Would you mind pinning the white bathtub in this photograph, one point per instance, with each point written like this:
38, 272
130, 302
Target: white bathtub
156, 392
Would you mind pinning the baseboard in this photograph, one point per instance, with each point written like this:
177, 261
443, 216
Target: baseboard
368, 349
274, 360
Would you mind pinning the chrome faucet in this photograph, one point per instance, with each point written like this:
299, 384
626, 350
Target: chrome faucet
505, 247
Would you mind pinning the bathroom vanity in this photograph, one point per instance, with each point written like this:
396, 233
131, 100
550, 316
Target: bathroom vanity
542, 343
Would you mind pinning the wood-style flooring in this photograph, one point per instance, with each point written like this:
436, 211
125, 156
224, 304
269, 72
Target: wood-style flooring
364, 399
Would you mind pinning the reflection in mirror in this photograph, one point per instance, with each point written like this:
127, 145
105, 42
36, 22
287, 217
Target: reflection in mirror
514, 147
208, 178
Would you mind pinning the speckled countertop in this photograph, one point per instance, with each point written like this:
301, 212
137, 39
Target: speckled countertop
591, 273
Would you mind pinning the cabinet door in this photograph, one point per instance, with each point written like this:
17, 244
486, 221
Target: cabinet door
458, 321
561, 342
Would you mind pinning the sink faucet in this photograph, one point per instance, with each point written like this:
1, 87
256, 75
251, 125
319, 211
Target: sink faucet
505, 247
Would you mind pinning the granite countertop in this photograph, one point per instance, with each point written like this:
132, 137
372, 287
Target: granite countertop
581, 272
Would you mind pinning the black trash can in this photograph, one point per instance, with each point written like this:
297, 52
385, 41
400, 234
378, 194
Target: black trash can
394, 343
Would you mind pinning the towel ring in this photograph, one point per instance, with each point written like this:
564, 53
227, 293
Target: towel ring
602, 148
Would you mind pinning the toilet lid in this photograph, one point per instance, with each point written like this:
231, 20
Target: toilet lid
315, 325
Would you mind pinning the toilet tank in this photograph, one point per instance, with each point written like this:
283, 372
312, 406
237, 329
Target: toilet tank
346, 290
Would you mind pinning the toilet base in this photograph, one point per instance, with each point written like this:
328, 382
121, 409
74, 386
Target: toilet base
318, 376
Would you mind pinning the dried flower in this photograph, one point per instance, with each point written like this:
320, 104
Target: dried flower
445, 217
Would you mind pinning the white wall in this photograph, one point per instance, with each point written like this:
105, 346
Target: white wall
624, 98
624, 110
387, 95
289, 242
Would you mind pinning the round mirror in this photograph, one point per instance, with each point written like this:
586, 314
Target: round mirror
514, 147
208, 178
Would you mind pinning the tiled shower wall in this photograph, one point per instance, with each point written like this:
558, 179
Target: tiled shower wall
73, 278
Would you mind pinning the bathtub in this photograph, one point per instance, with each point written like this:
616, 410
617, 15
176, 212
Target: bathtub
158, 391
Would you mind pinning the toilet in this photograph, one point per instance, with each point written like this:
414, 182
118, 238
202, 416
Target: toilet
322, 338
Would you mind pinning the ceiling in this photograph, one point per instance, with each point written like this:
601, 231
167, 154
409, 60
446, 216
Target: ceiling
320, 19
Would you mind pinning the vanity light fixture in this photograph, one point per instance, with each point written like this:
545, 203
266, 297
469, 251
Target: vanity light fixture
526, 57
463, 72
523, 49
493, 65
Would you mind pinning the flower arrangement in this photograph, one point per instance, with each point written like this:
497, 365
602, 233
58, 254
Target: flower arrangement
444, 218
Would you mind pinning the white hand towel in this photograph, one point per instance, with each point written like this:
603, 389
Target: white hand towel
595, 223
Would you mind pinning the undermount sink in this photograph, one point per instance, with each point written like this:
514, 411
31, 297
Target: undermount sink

> Request: Only the lines from the one containing "Would you mind pinning the flower" to the end of the records should be repeated, exactly as they appear.

> Answer to this problem:
Would you mind pinning the flower arrangement in this photograph, one point per instance, with each point written like this:
497, 365
602, 233
58, 254
Target: flower arrangement
444, 218
Would you mind pinning the white hand towel in this photograph, one point per instance, with each point written like this:
603, 389
Target: white hand towel
595, 223
Would you mind pinning the undermount sink in this photograph, one point per instance, with each point written like this:
514, 411
31, 297
Target: undermount sink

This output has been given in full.